GIVEN INSTRUCTION:
Repeat every record below exactly as written.

Stored data
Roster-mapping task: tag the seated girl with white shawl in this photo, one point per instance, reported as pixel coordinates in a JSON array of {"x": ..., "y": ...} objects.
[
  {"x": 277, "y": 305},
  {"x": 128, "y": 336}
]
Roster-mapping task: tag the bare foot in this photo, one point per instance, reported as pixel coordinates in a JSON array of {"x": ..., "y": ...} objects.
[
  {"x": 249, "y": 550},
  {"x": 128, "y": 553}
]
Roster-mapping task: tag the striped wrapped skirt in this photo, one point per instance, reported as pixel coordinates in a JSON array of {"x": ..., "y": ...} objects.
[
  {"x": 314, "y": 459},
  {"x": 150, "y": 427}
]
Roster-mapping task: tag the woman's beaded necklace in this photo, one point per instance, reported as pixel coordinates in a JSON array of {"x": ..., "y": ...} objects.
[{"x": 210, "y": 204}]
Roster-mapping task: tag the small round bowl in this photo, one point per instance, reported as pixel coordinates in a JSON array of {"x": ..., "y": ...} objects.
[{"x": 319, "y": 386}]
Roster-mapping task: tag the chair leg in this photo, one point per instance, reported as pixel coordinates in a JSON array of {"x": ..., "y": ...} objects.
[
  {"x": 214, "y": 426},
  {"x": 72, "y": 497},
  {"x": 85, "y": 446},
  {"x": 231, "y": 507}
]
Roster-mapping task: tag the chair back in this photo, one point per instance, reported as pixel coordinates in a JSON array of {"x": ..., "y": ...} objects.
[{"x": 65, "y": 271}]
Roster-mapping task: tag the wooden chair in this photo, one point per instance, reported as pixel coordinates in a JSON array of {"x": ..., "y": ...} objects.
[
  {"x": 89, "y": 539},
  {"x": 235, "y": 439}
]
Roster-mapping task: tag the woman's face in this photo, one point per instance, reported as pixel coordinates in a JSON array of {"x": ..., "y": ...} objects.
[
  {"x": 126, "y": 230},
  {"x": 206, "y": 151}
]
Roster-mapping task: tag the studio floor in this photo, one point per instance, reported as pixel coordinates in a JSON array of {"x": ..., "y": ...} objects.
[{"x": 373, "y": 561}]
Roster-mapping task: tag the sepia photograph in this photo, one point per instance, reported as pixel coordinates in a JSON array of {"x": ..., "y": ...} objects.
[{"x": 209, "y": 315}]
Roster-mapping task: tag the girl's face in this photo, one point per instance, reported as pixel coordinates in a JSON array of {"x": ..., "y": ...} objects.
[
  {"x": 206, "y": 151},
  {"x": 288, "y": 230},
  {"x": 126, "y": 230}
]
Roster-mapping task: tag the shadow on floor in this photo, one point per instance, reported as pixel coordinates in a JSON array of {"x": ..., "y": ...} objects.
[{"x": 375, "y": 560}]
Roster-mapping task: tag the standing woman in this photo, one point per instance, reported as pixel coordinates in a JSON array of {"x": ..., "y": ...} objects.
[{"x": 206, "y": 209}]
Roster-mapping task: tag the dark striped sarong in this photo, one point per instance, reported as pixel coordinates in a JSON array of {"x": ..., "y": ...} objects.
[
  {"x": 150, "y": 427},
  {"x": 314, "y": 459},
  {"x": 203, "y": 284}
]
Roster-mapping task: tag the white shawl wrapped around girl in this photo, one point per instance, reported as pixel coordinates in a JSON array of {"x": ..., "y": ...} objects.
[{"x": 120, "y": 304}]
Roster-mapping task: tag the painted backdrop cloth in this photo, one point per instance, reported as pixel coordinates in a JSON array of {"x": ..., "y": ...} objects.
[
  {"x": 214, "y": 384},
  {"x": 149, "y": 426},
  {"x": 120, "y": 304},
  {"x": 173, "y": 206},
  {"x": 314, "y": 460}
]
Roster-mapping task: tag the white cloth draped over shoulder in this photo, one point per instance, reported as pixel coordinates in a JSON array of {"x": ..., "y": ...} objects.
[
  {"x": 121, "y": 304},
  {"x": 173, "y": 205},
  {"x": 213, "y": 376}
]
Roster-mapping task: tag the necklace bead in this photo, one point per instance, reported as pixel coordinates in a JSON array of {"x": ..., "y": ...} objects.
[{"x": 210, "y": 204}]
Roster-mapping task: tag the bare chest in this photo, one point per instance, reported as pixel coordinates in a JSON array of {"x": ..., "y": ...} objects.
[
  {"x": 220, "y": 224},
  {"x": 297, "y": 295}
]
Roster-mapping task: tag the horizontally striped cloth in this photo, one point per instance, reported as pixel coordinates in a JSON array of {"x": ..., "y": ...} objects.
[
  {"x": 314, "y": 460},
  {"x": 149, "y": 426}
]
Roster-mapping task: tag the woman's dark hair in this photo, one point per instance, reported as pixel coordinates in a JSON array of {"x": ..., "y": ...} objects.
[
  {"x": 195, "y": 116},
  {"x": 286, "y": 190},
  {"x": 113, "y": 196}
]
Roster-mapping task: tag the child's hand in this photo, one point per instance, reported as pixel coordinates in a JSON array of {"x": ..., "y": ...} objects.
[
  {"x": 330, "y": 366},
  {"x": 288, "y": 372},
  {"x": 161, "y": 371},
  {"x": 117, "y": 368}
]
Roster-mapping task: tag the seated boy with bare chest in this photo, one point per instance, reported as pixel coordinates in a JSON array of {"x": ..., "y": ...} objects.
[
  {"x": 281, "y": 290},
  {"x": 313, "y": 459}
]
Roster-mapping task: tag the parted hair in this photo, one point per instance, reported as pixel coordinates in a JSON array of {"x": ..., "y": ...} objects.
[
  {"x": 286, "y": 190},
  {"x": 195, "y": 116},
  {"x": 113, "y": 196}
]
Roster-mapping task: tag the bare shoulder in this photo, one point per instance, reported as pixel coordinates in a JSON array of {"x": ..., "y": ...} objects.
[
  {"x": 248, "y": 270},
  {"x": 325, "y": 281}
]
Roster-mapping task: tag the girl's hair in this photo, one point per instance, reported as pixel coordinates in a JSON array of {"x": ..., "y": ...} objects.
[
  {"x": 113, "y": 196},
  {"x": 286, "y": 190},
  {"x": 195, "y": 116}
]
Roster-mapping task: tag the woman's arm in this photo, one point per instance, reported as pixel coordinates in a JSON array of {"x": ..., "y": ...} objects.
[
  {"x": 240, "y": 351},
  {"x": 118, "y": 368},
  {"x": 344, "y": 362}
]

EXERCISE OUTPUT:
Roster-mapping task: tag the seated girl with white shawl in this photo, one point per instance, reported as pixel coordinates in a JSON array of {"x": ..., "y": ...} objects.
[
  {"x": 277, "y": 305},
  {"x": 128, "y": 336}
]
Roster-mapping task: tag the bare foot in this photo, one point per instance, reported as pixel coordinates in a JSON array of {"x": ..., "y": ...} objects.
[
  {"x": 249, "y": 550},
  {"x": 128, "y": 553}
]
Roster-mapping task: tag the striped wrapped skirt in this photo, one point per instance, reported as pixel coordinates in a JSON array of {"x": ..., "y": ...} objects.
[
  {"x": 314, "y": 459},
  {"x": 150, "y": 427}
]
Roster-mapping task: tag the woman's beaded necklace in this photo, one point per instance, reported as pixel coordinates in a JSON array of {"x": ..., "y": ...} objects.
[{"x": 210, "y": 204}]
Roster-mapping task: tag the small round bowl in this photo, one point per instance, reported as pixel coordinates in a JSON array of {"x": ..., "y": ...} objects.
[{"x": 319, "y": 386}]
Roster-mapping task: tag the chair leg in this photo, one point per instance, reported as pixel coordinates in a JSON array of {"x": ..., "y": ...} objects.
[
  {"x": 214, "y": 426},
  {"x": 72, "y": 497},
  {"x": 85, "y": 446},
  {"x": 231, "y": 507}
]
Roster-mapping task: tag the chair back in this photo, one point per instance, reported as pixel coordinates in a JSON array of {"x": ..., "y": ...} objects.
[{"x": 65, "y": 271}]
Roster-mapping task: tag the wooden chair in this photo, one point per instance, reported as pixel coordinates in a JSON array of {"x": ..., "y": ...} objects.
[
  {"x": 89, "y": 539},
  {"x": 235, "y": 439}
]
Roster-mapping task: tag the woman's face in this photo, one point per instance, reported as pixel coordinates in a JSON array of {"x": ..., "y": ...} objects.
[
  {"x": 126, "y": 230},
  {"x": 206, "y": 151}
]
Roster-mapping task: tag the studio floor in this photo, one point per instance, reported as pixel coordinates in a JSON array of {"x": ..., "y": ...} objects.
[{"x": 373, "y": 561}]
Roster-mapping task: tag the sepia photograph in this photo, one point per instance, reported as pixel coordinates in a JSON array of {"x": ..., "y": ...} objects.
[{"x": 209, "y": 315}]
Roster-mapping task: tag the girl's face in this photo, one point per instance, reported as pixel coordinates in a JSON array of {"x": ..., "y": ...} objects.
[
  {"x": 206, "y": 151},
  {"x": 288, "y": 230},
  {"x": 126, "y": 230}
]
Roster-mapping task: tag the shadow on floor in this photo, one point per instance, reported as pixel coordinates in a JSON array of {"x": ..., "y": ...} objects.
[{"x": 375, "y": 560}]
Roster-mapping task: tag the standing woman in this photo, one point per instance, reported as pixel coordinates in a JSON array of {"x": ..., "y": ...} objects.
[{"x": 206, "y": 209}]
Roster-mapping task: tag the dark striped sarong in this photo, one point per instance, reported as pixel coordinates in a JSON array of {"x": ..., "y": ...} objects.
[
  {"x": 150, "y": 427},
  {"x": 314, "y": 459},
  {"x": 203, "y": 284}
]
Roster-mapping task: tag the white shawl wrapped around girl in this photo, one point per instance, reported as pixel coordinates in a JSON array of {"x": ..., "y": ...} objects.
[{"x": 120, "y": 304}]
Roster-mapping task: tag the painted backdrop cloth in this photo, one point per instance, reported as pixel coordinates in a JSON array of {"x": ..., "y": ...} objects.
[
  {"x": 214, "y": 384},
  {"x": 149, "y": 426},
  {"x": 120, "y": 304},
  {"x": 173, "y": 206},
  {"x": 314, "y": 460}
]
Roster-mapping task: tag the white cloth draped over shoulder in this photo, one point per instance, reported as pixel coordinates in a JSON array of {"x": ..., "y": ...} objects.
[
  {"x": 121, "y": 304},
  {"x": 173, "y": 205},
  {"x": 213, "y": 376}
]
Roster-mapping task: tag the necklace bead in this photo, one point per instance, reported as pixel coordinates in a JSON array of {"x": ..., "y": ...} objects.
[{"x": 210, "y": 204}]
Roster-mapping task: tag the bare chest in this photo, one point per instance, reported as pixel coordinates in a JSON array of {"x": ..., "y": ...} objects.
[
  {"x": 220, "y": 224},
  {"x": 297, "y": 295}
]
Roster-mapping task: tag the horizontally striped cloth in this photo, one point per instance, reported as pixel coordinates in a JSON array of {"x": ..., "y": ...} objects.
[
  {"x": 314, "y": 460},
  {"x": 149, "y": 426}
]
Roster-mapping task: tag the woman's dark hair in this photo, one point per instance, reported as pixel coordinates in a JSON array of {"x": ..., "y": ...} objects.
[
  {"x": 195, "y": 116},
  {"x": 286, "y": 190},
  {"x": 113, "y": 196}
]
Roster-mapping task: tag the child's hand in this photo, one point per instance, reported as pixel coordinates in a JSON array of {"x": ..., "y": ...} objects.
[
  {"x": 330, "y": 366},
  {"x": 288, "y": 372},
  {"x": 161, "y": 371},
  {"x": 117, "y": 368}
]
Roster-mapping task: tag the seated boy with bare chest in this photo, one point per instance, reported as pixel coordinates in a JSON array of {"x": ..., "y": ...} objects.
[
  {"x": 281, "y": 290},
  {"x": 313, "y": 459}
]
Roster-mapping task: tag the parted hair in this photo, one point per instance, reported as pixel coordinates in a JSON array of {"x": ..., "y": ...} objects.
[
  {"x": 286, "y": 190},
  {"x": 195, "y": 116},
  {"x": 113, "y": 196}
]
Roster-mapping task: tag the bare shoulder in this photo, one point per instance, reported as pixel coordinates in a JSON array of {"x": ..., "y": ...} objects.
[
  {"x": 248, "y": 270},
  {"x": 325, "y": 281}
]
Roster-mapping task: tag the girl's hair in this photo, one point per instance, reported as pixel coordinates in a JSON array of {"x": ..., "y": ...} objects.
[
  {"x": 113, "y": 196},
  {"x": 286, "y": 190},
  {"x": 195, "y": 116}
]
Roster-mapping task: tag the woman's arm in this photo, one point per instance, reported as pixel coordinates in a JSON array of {"x": ..., "y": ...} objects.
[
  {"x": 240, "y": 351},
  {"x": 118, "y": 368},
  {"x": 344, "y": 362}
]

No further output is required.